**STATED GOAL**
Please print exactly the lines running from the one that contains "Pin every instance of the tree branch." to the end of the data, with both lines included.

____

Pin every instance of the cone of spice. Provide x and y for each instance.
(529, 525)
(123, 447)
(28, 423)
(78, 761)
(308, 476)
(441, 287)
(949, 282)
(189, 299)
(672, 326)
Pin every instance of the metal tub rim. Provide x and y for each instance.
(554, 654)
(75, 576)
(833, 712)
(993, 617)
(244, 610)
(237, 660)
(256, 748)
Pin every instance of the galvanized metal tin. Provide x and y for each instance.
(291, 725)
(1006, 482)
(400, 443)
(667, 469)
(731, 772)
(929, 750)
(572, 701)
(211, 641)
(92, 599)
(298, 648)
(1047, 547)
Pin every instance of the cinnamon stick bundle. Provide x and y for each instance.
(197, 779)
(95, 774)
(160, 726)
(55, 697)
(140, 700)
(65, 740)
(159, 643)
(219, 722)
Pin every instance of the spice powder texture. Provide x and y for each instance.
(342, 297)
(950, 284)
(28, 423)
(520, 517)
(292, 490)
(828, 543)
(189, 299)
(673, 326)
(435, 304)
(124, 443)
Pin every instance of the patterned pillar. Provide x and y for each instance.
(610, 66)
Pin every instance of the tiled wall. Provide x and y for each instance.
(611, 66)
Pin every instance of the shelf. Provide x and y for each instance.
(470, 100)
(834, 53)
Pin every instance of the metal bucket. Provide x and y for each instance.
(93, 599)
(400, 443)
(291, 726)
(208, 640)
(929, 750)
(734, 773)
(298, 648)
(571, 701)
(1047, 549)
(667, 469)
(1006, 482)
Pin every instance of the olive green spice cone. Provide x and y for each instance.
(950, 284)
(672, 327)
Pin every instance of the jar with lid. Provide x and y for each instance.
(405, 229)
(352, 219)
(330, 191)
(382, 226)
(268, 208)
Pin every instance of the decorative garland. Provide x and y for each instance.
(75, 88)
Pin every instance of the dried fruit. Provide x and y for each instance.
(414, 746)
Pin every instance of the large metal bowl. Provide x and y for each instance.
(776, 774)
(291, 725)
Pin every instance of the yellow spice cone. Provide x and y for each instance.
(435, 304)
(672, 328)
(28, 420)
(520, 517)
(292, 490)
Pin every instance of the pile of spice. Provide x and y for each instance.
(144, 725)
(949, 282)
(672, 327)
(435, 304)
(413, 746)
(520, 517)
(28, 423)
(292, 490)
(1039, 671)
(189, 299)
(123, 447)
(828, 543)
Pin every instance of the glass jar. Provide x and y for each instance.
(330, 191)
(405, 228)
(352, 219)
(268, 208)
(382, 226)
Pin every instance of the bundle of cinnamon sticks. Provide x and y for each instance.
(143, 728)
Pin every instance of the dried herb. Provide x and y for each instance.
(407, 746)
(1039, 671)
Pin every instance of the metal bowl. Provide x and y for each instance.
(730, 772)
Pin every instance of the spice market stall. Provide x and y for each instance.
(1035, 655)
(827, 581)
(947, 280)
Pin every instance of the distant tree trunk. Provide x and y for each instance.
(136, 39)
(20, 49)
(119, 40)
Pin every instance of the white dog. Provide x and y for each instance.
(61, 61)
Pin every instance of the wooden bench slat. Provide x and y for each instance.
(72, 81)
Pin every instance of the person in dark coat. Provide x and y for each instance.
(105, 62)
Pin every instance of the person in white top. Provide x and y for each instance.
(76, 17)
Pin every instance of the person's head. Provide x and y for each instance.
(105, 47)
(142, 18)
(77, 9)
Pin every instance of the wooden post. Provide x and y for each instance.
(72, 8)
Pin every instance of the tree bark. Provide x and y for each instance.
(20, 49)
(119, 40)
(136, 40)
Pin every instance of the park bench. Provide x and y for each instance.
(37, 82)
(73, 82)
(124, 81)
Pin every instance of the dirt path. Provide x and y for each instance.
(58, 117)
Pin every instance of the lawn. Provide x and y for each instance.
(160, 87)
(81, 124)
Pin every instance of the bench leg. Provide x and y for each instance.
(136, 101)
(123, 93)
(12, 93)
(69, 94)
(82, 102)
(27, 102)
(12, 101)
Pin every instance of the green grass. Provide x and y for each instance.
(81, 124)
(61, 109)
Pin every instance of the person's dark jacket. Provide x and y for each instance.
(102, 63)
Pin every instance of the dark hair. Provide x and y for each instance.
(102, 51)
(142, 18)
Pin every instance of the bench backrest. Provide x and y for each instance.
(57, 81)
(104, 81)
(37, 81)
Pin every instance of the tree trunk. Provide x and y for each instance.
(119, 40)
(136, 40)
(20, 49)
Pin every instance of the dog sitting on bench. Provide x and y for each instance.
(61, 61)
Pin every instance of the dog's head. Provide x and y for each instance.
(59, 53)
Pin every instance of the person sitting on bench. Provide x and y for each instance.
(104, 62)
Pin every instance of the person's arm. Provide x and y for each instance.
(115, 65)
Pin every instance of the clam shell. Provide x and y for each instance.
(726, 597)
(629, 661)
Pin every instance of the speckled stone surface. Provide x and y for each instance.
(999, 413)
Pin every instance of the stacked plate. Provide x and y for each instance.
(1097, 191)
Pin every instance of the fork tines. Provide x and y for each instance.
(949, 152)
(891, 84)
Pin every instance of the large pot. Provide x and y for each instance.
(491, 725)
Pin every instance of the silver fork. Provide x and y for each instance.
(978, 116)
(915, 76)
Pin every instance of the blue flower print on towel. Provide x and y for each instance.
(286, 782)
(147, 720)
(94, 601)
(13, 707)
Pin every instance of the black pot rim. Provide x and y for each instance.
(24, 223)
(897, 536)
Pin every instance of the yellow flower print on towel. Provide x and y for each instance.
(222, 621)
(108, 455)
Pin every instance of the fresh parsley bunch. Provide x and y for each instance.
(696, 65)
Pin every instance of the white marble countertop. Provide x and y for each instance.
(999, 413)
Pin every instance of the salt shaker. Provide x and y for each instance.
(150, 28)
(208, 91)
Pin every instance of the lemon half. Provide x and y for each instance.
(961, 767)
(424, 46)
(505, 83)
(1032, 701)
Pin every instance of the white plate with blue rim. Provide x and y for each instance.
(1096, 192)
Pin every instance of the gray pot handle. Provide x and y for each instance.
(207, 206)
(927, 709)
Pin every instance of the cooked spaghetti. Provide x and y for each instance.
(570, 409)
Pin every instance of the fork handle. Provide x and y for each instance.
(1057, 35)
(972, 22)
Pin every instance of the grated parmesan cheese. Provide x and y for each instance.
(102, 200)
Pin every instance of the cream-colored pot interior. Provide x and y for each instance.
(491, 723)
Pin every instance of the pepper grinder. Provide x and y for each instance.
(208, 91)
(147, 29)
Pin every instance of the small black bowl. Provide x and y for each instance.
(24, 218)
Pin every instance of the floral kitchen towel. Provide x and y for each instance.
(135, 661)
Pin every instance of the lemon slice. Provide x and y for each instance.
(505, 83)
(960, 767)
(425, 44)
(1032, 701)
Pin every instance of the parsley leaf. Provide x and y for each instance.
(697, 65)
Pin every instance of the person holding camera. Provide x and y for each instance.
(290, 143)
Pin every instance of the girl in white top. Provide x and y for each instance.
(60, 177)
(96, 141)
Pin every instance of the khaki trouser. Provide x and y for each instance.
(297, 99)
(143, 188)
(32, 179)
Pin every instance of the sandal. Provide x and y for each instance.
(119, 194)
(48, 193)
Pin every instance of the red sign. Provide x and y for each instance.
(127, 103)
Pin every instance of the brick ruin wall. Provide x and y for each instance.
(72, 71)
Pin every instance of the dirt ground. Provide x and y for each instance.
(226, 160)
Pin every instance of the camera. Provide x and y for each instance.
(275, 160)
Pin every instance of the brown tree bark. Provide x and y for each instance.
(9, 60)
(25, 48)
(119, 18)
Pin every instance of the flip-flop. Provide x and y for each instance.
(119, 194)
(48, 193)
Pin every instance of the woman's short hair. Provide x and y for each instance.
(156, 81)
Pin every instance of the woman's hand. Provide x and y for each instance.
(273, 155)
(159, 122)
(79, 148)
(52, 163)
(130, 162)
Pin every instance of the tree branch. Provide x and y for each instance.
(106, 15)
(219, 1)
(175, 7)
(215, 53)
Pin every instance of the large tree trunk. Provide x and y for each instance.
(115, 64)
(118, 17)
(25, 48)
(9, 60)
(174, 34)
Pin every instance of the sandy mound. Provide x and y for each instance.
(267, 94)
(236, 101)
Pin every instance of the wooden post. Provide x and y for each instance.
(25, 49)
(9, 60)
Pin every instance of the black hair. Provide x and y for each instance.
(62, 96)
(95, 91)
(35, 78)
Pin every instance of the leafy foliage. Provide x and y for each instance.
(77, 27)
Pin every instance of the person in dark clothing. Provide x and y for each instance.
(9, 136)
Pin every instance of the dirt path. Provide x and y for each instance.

____

**RESPONSE FOR THIS EXERCISE**
Pin every instance of the tree branch. Provide x and y for each instance.
(106, 15)
(219, 1)
(175, 7)
(215, 53)
Pin every instance of the large tree trunk. Provide x and y for each instance.
(115, 64)
(118, 17)
(25, 48)
(9, 60)
(174, 34)
Pin every instance of the sandy mound. Provide x and y for each instance.
(267, 94)
(236, 101)
Pin every instance of the wooden post. Provide x and y for each instance.
(25, 49)
(9, 60)
Pin every instance of the black hair. Provide x and y for each instance.
(62, 96)
(95, 91)
(35, 78)
Pin every instance of the leafy foliage. Provide x and y for each instance.
(77, 27)
Pin every instance of the person in dark clothing. Provide x and y for each instance.
(9, 136)
Pin every instance of the dirt path. Provide x and y for each instance.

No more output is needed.